ÉNONCÉ -
Répondez à ces questions à l'aide du texte choisi ci-dessous.
(a) D'où le secteur public doit-il faire venir des professeurs pour assurer certains cours ?
(b) Avant quelle date les dossiers de demandes de fonds auraient-ils dû être envoyés ?
(c) Quel jour le dernier des dossiers francophones est-il arrivé au ministère ?

En terme de recrutement, les analyses du CSDCSO et du CSDCCS divergent, puisque le secteur public constate quant à lui qu’il est de plus en plus difficile de trouver un personnel qualifié: «Nous assistons actuellement à une pénurie d’enseignants dans le Canada français et il nous est par conséquent difficile de pallier efficacement les départs en retraite et de gérer les fluctuations d’effectifs. Nous sommes obligés de faire venir des professeurs du Québec et de l’Ouest canadien pour assurer certains cours», déplore Jean-Luc Bernard.

Une situation qui n’est apparemment pas du ressort du ministère de l’Éducation, qui considère que «malgré l’importante croissance des deux conseils scolaires francophones au cours des dernières années, il n’y a pour le moment pas lieu de modifier les subventions allouées à chacun des quatre conseils torontois».

Autre pratique pointée du doigt par le ministère: les demandes de subventions pour les infrastructures. Alors que les dossiers de demandes de fonds auraient dû être envoyés avant le 31 janvier 2006, il semblerait que le dernier des dossiers francophones – sans pour autant préciser s’il s’agissait du dossier du conseil catholique ou public – soit arrivé au ministère le 16 août dernier. Une situation qui, selon les autorités, ne «facilite pas le traitement des données».

Sans pour autant pouvoir faire déjà état d’un bras de fer entre les autorités provinciales, il est fort probable que des négociations soient entreprises dans les mois à venir, afin de travailler sur la rénovation, voire l’acquisition de nouveaux édifices.

DONNÉES FOURNIES -
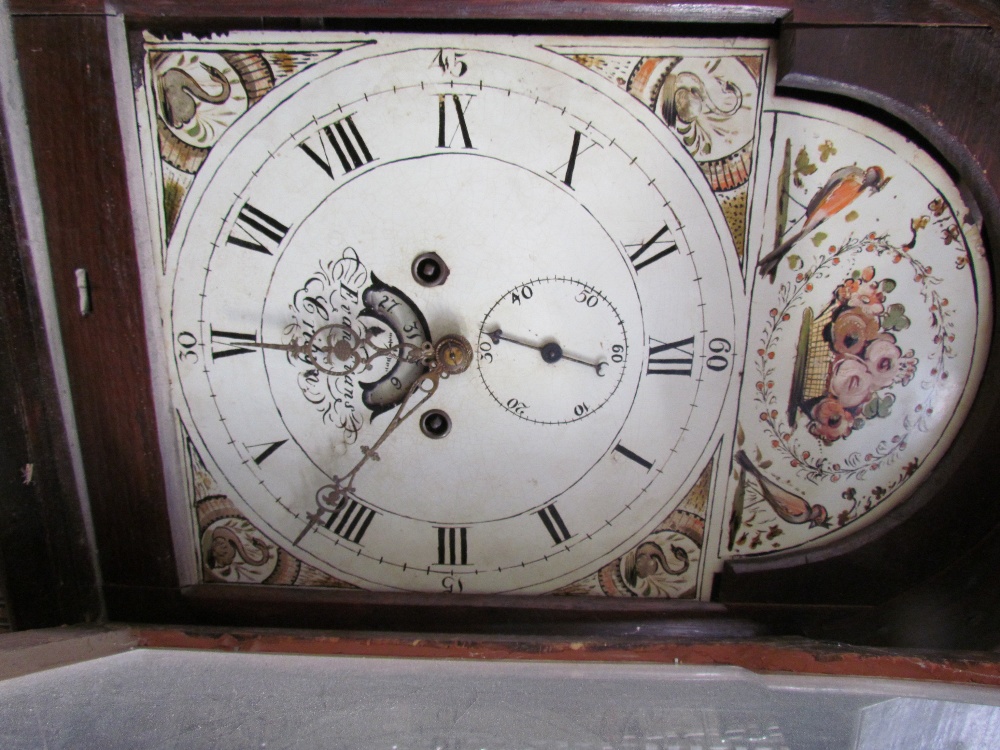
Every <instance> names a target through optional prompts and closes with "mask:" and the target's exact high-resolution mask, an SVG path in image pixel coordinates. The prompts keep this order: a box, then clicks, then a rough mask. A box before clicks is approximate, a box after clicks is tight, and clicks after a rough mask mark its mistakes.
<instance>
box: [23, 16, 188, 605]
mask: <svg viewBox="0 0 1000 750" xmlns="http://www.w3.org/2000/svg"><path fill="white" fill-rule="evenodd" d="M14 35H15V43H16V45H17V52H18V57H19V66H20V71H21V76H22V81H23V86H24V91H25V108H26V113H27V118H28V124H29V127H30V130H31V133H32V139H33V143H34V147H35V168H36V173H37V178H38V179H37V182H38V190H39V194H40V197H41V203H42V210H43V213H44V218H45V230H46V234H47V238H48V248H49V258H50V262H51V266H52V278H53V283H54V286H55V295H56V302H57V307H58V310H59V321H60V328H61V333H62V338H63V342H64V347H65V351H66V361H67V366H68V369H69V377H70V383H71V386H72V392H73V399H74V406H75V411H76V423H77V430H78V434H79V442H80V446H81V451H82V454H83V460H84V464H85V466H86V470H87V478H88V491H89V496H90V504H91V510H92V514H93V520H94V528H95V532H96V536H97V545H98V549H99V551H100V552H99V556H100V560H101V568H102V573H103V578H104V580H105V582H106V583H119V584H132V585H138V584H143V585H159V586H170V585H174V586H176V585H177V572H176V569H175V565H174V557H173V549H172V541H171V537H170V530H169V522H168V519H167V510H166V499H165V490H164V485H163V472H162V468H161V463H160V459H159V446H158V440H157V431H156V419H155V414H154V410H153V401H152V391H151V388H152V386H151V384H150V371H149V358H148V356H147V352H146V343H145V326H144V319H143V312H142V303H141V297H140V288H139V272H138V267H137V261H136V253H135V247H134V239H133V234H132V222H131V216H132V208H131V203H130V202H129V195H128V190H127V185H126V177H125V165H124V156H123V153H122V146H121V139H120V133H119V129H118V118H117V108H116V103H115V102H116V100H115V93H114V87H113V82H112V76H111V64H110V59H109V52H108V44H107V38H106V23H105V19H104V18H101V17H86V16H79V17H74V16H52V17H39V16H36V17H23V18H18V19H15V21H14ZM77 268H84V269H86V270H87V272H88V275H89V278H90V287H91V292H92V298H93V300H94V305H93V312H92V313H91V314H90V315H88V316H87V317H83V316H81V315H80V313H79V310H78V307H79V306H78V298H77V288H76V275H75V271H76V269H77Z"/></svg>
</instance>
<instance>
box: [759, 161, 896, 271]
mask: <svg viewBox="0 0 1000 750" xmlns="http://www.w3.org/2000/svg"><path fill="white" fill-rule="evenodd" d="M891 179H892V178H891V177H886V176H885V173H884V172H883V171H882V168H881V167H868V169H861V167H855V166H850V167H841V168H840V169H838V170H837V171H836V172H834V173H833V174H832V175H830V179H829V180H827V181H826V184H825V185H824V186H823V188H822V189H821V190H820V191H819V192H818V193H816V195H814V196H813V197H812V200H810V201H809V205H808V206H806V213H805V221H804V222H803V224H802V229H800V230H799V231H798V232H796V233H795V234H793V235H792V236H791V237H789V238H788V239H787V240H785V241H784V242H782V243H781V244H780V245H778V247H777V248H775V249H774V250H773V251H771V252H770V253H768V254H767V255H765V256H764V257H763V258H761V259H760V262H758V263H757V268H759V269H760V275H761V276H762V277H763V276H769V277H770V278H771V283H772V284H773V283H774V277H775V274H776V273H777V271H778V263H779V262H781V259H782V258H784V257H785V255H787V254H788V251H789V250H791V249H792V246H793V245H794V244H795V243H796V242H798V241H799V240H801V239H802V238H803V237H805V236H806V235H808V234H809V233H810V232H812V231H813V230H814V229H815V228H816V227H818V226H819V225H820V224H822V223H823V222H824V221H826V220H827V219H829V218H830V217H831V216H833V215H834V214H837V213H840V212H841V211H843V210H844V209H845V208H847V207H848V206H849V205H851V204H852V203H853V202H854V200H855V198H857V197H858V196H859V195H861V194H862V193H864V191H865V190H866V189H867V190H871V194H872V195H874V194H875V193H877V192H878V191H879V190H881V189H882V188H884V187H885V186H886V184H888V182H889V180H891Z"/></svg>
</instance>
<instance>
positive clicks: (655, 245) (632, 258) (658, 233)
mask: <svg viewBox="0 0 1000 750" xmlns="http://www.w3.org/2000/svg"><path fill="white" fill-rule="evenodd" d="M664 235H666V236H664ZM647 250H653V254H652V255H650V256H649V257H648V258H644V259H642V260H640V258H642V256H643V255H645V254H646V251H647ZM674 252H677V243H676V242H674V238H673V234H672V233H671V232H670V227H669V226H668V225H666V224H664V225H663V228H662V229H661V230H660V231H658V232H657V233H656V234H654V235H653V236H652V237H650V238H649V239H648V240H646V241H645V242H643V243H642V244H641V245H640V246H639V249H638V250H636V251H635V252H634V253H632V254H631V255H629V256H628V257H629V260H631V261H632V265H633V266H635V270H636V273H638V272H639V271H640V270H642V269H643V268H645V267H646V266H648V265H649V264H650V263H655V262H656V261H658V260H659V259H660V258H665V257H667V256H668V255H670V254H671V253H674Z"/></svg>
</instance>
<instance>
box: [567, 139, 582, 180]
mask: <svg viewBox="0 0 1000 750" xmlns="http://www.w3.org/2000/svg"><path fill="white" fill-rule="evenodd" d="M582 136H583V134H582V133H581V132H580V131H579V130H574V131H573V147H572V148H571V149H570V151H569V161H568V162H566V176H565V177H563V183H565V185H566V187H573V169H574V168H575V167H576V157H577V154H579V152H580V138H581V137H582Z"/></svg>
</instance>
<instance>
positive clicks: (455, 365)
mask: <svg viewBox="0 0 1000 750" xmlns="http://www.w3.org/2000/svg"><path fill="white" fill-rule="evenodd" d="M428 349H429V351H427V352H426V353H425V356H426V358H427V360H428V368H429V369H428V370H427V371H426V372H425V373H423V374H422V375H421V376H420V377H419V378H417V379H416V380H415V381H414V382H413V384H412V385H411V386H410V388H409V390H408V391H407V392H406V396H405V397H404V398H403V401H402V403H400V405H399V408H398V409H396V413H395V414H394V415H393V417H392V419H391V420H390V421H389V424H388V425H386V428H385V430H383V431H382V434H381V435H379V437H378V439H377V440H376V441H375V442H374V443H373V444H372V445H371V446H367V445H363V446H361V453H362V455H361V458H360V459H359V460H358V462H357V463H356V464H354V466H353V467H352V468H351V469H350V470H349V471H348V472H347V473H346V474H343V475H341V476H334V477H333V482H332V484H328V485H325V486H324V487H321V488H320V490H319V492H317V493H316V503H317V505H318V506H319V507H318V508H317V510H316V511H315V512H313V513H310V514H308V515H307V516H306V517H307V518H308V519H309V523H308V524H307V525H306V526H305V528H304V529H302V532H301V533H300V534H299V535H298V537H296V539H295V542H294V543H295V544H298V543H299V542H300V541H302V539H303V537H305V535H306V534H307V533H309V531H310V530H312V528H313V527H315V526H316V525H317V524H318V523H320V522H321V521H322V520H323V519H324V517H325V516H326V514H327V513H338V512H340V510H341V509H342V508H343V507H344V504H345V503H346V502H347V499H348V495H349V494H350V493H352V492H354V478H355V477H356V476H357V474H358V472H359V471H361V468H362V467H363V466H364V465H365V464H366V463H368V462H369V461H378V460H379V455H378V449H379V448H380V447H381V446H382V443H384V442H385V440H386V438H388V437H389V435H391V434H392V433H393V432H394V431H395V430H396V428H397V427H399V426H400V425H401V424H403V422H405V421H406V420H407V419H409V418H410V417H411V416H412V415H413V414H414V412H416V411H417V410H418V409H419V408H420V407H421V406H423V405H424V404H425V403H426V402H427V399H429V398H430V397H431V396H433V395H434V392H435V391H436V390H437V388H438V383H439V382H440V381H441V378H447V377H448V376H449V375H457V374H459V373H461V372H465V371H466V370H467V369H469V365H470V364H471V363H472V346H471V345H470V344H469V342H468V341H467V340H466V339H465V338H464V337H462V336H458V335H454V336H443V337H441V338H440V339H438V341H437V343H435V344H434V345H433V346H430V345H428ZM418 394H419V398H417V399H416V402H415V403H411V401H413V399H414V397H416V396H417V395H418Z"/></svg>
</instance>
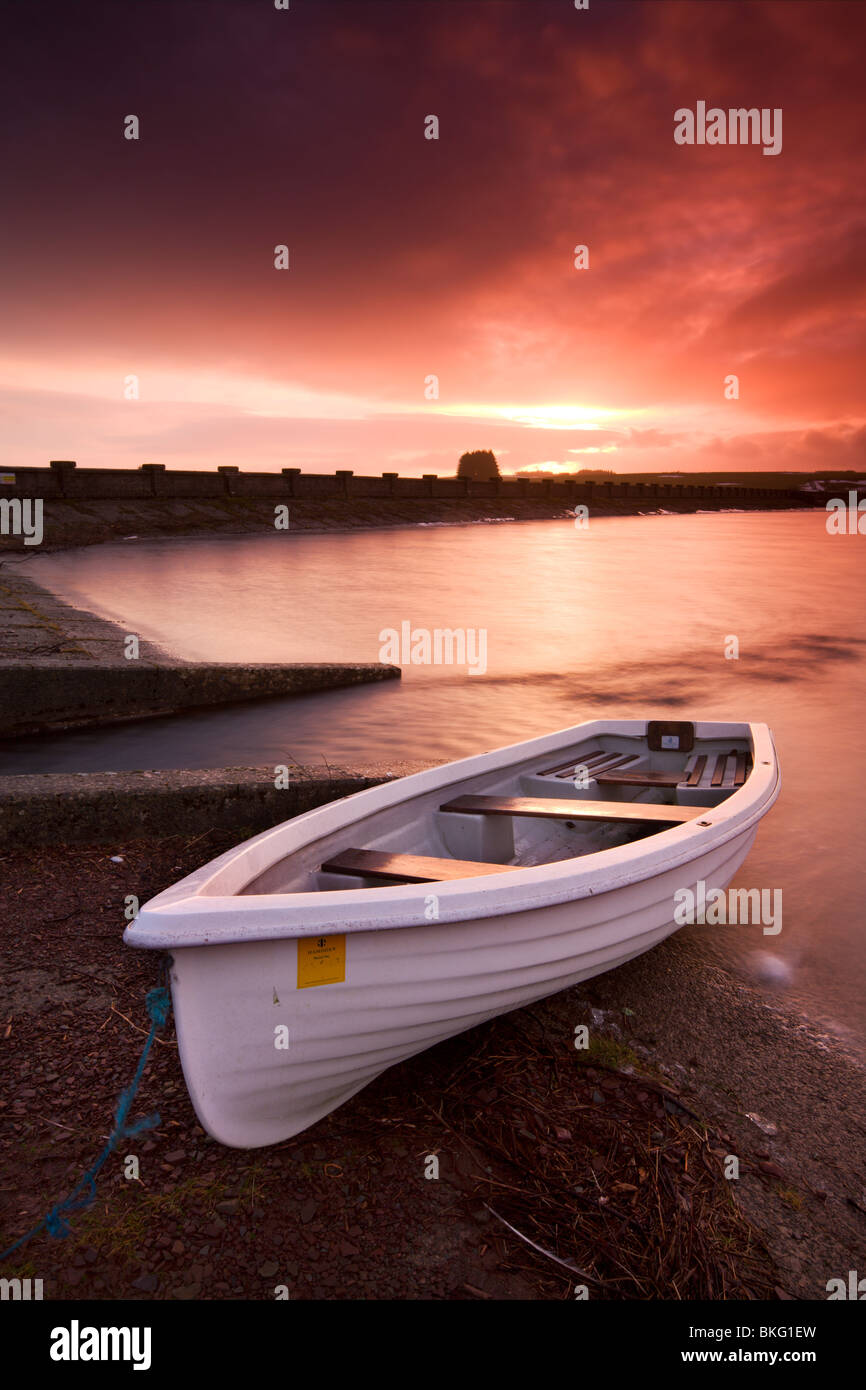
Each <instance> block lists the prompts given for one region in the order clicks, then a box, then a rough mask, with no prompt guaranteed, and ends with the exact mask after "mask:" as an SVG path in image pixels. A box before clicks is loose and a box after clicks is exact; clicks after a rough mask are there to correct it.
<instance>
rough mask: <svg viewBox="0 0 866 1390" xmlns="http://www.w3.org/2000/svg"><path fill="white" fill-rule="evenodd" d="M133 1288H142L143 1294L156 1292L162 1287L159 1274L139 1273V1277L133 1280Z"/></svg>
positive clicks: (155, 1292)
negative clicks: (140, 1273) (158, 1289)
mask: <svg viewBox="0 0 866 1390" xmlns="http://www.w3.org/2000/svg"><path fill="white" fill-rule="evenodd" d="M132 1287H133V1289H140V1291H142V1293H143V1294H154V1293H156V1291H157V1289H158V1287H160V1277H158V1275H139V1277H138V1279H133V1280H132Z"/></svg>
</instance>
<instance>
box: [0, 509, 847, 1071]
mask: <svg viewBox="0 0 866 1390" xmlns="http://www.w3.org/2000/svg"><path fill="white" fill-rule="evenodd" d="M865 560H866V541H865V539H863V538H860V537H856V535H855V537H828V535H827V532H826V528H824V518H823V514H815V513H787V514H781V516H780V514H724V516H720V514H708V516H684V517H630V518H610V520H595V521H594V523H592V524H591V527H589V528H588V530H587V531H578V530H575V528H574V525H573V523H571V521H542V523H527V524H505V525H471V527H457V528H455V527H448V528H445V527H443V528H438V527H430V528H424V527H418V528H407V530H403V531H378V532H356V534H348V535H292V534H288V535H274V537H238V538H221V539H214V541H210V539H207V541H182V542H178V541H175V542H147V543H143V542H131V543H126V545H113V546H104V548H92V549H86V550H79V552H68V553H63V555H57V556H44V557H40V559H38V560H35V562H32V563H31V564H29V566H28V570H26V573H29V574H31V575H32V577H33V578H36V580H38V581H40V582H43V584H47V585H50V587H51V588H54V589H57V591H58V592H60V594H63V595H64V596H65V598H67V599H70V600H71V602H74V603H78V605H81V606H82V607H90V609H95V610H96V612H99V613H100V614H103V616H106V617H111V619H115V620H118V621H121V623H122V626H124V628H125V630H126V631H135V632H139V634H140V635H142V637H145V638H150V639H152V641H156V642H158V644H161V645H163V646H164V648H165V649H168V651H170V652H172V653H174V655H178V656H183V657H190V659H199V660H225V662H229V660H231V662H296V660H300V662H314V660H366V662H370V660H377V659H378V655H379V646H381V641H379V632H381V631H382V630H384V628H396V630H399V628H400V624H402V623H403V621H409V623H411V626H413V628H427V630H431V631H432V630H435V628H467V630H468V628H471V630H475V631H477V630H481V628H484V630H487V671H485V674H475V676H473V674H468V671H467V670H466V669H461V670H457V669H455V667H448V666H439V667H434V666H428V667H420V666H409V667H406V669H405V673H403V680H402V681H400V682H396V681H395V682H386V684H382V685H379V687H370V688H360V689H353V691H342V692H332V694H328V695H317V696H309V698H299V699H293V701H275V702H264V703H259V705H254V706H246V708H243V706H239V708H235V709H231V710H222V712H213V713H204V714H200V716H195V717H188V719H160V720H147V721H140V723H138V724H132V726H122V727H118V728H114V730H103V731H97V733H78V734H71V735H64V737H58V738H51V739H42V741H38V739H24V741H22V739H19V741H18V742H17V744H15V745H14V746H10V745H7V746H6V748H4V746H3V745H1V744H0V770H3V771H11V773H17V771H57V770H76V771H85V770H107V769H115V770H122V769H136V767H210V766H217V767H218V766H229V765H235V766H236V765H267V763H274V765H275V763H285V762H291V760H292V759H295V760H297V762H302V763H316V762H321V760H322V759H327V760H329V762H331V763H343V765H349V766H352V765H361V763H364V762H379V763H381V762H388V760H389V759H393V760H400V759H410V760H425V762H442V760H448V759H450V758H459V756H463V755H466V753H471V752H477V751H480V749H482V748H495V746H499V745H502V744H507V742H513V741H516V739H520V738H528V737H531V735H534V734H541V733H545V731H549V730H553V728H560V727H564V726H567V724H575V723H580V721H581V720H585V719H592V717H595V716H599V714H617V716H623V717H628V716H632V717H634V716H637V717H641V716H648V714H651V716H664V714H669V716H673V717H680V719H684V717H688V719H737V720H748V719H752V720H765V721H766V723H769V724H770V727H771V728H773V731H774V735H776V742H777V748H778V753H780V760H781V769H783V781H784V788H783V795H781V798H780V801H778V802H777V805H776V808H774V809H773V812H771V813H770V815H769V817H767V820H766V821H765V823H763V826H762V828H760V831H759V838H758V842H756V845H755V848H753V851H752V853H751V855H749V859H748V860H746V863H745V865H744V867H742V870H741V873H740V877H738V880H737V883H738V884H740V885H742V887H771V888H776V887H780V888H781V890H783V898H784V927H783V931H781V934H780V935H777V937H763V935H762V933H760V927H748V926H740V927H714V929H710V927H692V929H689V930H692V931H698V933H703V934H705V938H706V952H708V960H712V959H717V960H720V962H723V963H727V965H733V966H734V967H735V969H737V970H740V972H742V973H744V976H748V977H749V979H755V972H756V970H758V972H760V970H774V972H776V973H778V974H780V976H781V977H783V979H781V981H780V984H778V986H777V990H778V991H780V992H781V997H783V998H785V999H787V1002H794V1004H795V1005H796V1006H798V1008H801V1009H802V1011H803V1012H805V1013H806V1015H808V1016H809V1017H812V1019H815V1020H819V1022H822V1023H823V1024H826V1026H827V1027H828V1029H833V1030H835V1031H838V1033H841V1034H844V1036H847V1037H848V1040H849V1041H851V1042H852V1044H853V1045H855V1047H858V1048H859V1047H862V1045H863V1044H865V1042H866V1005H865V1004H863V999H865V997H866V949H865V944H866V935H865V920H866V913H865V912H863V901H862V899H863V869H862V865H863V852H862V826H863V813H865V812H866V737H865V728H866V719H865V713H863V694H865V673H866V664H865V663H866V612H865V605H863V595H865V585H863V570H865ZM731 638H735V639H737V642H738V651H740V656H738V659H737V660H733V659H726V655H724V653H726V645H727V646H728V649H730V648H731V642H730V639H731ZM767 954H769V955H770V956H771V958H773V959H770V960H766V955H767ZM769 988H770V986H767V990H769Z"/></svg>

RÉSULTAT -
(a) Du Québec et de l'Ouest canadien.
(b) Avant le 31 janvier 2006.
(c) Le 16 août.